Task goal: Transcribe every one of the records below verbatim, omitting the pictures from your transcription.

Data shown:
**********

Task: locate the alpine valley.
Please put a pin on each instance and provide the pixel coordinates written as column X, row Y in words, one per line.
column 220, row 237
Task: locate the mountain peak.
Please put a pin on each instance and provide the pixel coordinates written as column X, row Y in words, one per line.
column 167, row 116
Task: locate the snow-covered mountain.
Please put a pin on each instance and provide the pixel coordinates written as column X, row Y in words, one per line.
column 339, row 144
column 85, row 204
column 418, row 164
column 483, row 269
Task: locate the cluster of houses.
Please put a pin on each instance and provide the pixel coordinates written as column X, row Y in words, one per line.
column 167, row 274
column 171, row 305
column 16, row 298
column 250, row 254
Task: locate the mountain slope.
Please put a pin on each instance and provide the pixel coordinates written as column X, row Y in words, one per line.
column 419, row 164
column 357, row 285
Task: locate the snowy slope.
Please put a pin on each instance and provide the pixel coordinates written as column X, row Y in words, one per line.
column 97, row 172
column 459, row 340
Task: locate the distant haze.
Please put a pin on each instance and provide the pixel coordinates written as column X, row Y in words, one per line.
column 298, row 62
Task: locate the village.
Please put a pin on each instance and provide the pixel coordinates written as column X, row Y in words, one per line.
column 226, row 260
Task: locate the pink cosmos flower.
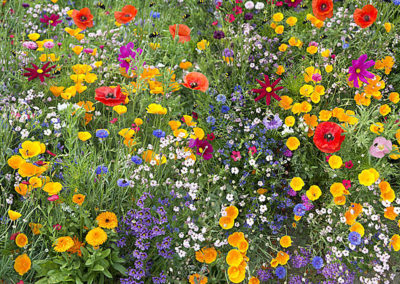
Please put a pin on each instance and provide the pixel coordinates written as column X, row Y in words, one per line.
column 380, row 147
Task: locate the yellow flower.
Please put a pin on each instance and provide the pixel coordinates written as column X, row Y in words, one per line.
column 285, row 241
column 312, row 49
column 290, row 120
column 296, row 183
column 21, row 240
column 84, row 135
column 384, row 110
column 96, row 237
column 22, row 264
column 335, row 162
column 52, row 188
column 120, row 109
column 34, row 36
column 291, row 21
column 279, row 29
column 156, row 109
column 388, row 27
column 293, row 143
column 314, row 192
column 13, row 215
column 283, row 47
column 203, row 44
column 63, row 244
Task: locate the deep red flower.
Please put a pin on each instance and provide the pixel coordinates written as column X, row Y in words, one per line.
column 328, row 137
column 267, row 90
column 366, row 16
column 110, row 96
column 37, row 72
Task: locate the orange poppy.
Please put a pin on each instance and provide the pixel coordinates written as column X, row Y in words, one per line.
column 83, row 18
column 366, row 16
column 196, row 81
column 322, row 9
column 127, row 14
column 183, row 32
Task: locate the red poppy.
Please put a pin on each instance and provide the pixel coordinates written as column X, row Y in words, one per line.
column 196, row 81
column 183, row 32
column 110, row 96
column 83, row 18
column 127, row 14
column 366, row 16
column 37, row 72
column 322, row 9
column 328, row 137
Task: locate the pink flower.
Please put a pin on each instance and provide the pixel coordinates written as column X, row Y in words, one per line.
column 57, row 227
column 380, row 147
column 53, row 197
column 346, row 183
column 236, row 155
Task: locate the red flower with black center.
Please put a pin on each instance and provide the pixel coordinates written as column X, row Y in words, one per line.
column 127, row 14
column 83, row 18
column 37, row 72
column 110, row 96
column 322, row 9
column 366, row 16
column 328, row 137
column 267, row 90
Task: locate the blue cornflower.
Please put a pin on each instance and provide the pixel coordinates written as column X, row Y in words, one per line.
column 299, row 210
column 318, row 262
column 225, row 109
column 221, row 98
column 211, row 120
column 355, row 238
column 159, row 133
column 122, row 182
column 280, row 272
column 101, row 170
column 102, row 133
column 137, row 160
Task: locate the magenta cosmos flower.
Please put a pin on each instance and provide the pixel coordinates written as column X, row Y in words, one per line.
column 53, row 20
column 358, row 71
column 380, row 147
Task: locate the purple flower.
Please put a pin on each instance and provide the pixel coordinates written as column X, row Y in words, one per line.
column 380, row 147
column 293, row 3
column 358, row 71
column 204, row 149
column 53, row 20
column 127, row 54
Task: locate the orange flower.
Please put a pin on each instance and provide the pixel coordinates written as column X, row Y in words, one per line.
column 127, row 14
column 196, row 81
column 83, row 18
column 322, row 9
column 366, row 16
column 183, row 32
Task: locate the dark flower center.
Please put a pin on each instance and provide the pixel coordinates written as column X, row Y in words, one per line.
column 329, row 137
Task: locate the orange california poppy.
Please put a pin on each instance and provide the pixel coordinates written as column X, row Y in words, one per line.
column 183, row 32
column 127, row 14
column 322, row 9
column 196, row 81
column 83, row 18
column 366, row 16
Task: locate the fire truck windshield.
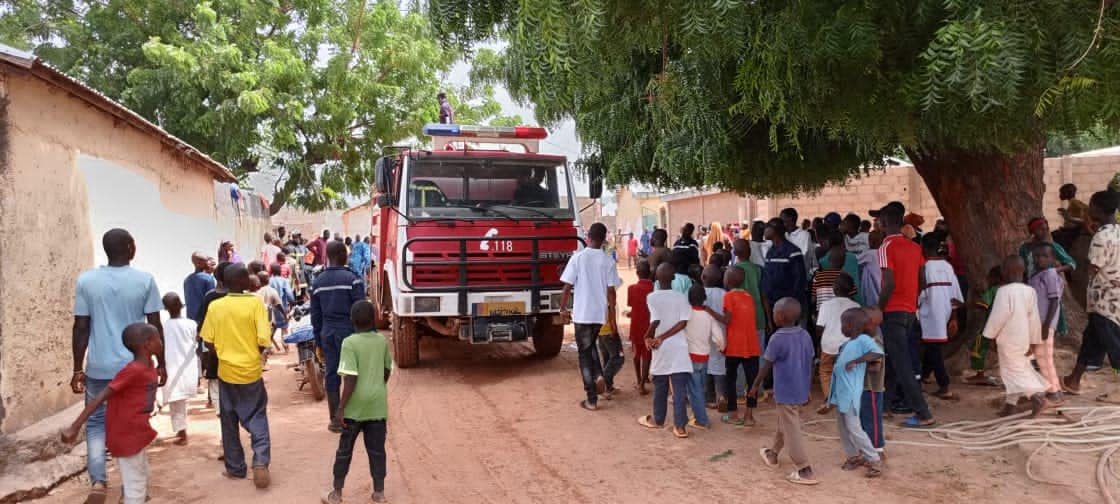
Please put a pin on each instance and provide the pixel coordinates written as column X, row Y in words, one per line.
column 487, row 188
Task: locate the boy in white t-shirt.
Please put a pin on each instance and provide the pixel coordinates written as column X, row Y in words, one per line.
column 702, row 334
column 669, row 315
column 829, row 330
column 593, row 276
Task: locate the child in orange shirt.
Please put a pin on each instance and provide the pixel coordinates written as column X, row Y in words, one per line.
column 743, row 348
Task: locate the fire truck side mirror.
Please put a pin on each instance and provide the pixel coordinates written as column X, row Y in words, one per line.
column 595, row 182
column 383, row 175
column 384, row 201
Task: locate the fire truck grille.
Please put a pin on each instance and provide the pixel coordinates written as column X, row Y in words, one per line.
column 483, row 269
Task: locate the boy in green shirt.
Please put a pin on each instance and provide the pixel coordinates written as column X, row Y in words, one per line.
column 364, row 365
column 750, row 283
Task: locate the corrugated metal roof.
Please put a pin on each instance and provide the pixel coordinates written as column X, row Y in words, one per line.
column 45, row 72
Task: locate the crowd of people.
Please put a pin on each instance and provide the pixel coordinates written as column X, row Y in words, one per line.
column 223, row 329
column 720, row 319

**********

Answer for this exercise:
Task: locate the alpine valley.
Please put a pin on each instance and provide the pixel coordinates written as column X, row Y in words, one per line.
column 220, row 237
Task: locate the mountain peak.
Please put a pin on each instance and provide the pixel coordinates written as column X, row Y in words, one per line.
column 167, row 116
Task: locate the snow-covered mountain.
Please put a pin on each instance and provide the pixel coordinates written as column X, row Y in words, one per line.
column 339, row 144
column 85, row 204
column 418, row 164
column 483, row 269
Task: locate the cluster of houses.
Please put a pin on each instance and provide the pixel coordinates written as column X, row Y in words, one per line.
column 167, row 274
column 171, row 305
column 16, row 298
column 250, row 254
Task: locate the mountain slope.
Please put a pin on each instance and provide the pixel coordinates written as column X, row Y in words, one per line.
column 419, row 164
column 357, row 285
Task: locate the snowy slope.
Please put a pin on each instance and provide the pixel coordinates written as column X, row Y in words, one per line.
column 97, row 172
column 459, row 340
Task: locate the distant haze.
Please put a pin on each instance and provide the pixel coordinates written as column X, row Y in words, one per line.
column 298, row 62
Task: locate the village.
Please put a pin on each instance and provide the pixel coordinates written as column X, row Y in words, one per line.
column 226, row 260
Task: locate the pink cosmos flower.
Please put a pin on each instance and provide the pixel coordinates written as column X, row Y in words, one per line.
column 380, row 147
Task: locate the yellow flower.
Please put a pin on each instance and provide the pixel coordinates written as column X, row Y in words, one per line.
column 285, row 241
column 312, row 49
column 290, row 120
column 296, row 183
column 21, row 240
column 84, row 135
column 384, row 110
column 96, row 237
column 22, row 264
column 335, row 162
column 52, row 188
column 120, row 109
column 34, row 36
column 291, row 21
column 279, row 29
column 156, row 109
column 388, row 27
column 293, row 143
column 314, row 192
column 13, row 215
column 283, row 47
column 203, row 44
column 63, row 244
Task: locate the deep red flower.
Please put a pin on each instance and provide the pixel coordinates written as column X, row Y in words, one per line.
column 328, row 137
column 267, row 90
column 366, row 16
column 110, row 96
column 37, row 72
Task: locate the orange poppy.
Please put a pin on each instance and provide the pixel coordinates written as column X, row Y in words, one per line.
column 83, row 18
column 366, row 16
column 196, row 81
column 322, row 9
column 127, row 14
column 183, row 32
Task: locate the red poppy.
Please put a pin on each instance and provide the pixel coordinates written as column X, row Y in words, one per line.
column 196, row 81
column 183, row 32
column 110, row 96
column 83, row 18
column 127, row 14
column 366, row 16
column 37, row 72
column 322, row 9
column 328, row 137
Task: locate the pink flower.
Please put a pin on each instance and provide the pixel coordinates written as column X, row Y in words, one per line.
column 57, row 227
column 380, row 147
column 53, row 197
column 346, row 183
column 236, row 155
Task: locate the red flower with black center.
Please put a pin on each instance and provide the pixel coordinates written as column X, row Y in words, one per line.
column 127, row 14
column 83, row 18
column 37, row 72
column 110, row 96
column 322, row 9
column 366, row 16
column 328, row 137
column 267, row 90
Task: locate the blue cornflower.
Please put a pin on each instance and provide the pixel coordinates written as column X, row Y in words, one per line.
column 299, row 210
column 318, row 262
column 225, row 109
column 221, row 98
column 211, row 120
column 355, row 238
column 159, row 133
column 122, row 182
column 280, row 272
column 101, row 170
column 102, row 133
column 137, row 160
Task: locate the magenta cosmos flower.
Please put a pin on each instance and provide the pixel coordinates written as column X, row Y in words, one per line.
column 53, row 20
column 358, row 71
column 380, row 147
Task: locate the purple flower.
Please put a pin on each instance and provide the pixel coordinates written as column X, row Y in words, one per line.
column 380, row 147
column 293, row 3
column 358, row 71
column 204, row 149
column 53, row 20
column 127, row 54
Task: locate the orange flower.
Please put a pin on each instance and provide the pixel coordinates written as column X, row Y in words, one per line.
column 127, row 14
column 196, row 81
column 83, row 18
column 322, row 9
column 366, row 16
column 183, row 32
Task: locate the dark flower center.
Please put a pin on each instance and provide the pixel coordinates written as column X, row Y in words, one per line.
column 329, row 137
Task: locate the orange california poppy.
Please put a pin on each instance and provide the pixel coordinates written as column X, row Y in words, one per line.
column 183, row 32
column 127, row 14
column 322, row 9
column 196, row 81
column 83, row 18
column 366, row 16
Task: locate the fire truck windshield.
Please put a pin on each instance and provide the pixel coordinates written as column X, row Y in words, one per line.
column 487, row 188
Task: locate the boy in white t-shirt.
Please put a pin on each instance and provide the pixel coordinates written as column X, row Y in words, one per line.
column 702, row 334
column 669, row 315
column 829, row 330
column 593, row 276
Task: locate the child in orange shirt.
Please put a pin on each instance and provide the pixel coordinates written as column X, row Y in words, one per line.
column 743, row 348
Task: locate the fire truck side mirror.
Please put a pin on each instance and provide the pixel coordinates written as column X, row Y in words, one per line.
column 595, row 182
column 383, row 175
column 384, row 201
Task: locate the fire truck grille.
Please put a pin on each instance and provide the pixel coordinates written as column X, row Y in words, one per line.
column 483, row 269
Task: locate the boy in green shirt.
Please put a pin on each instance and provide the pixel coordinates written as column X, row Y in words, one per line.
column 364, row 365
column 750, row 283
Task: locate the corrugated metal roof.
Please put a pin on each instance and provide the pixel coordinates written as column X, row Y in words, one per line.
column 45, row 72
Task: locate the crowd of people.
Please put a pin on each instance and provide the pixel coordinates written as column X, row Y in words, one per line.
column 223, row 329
column 720, row 319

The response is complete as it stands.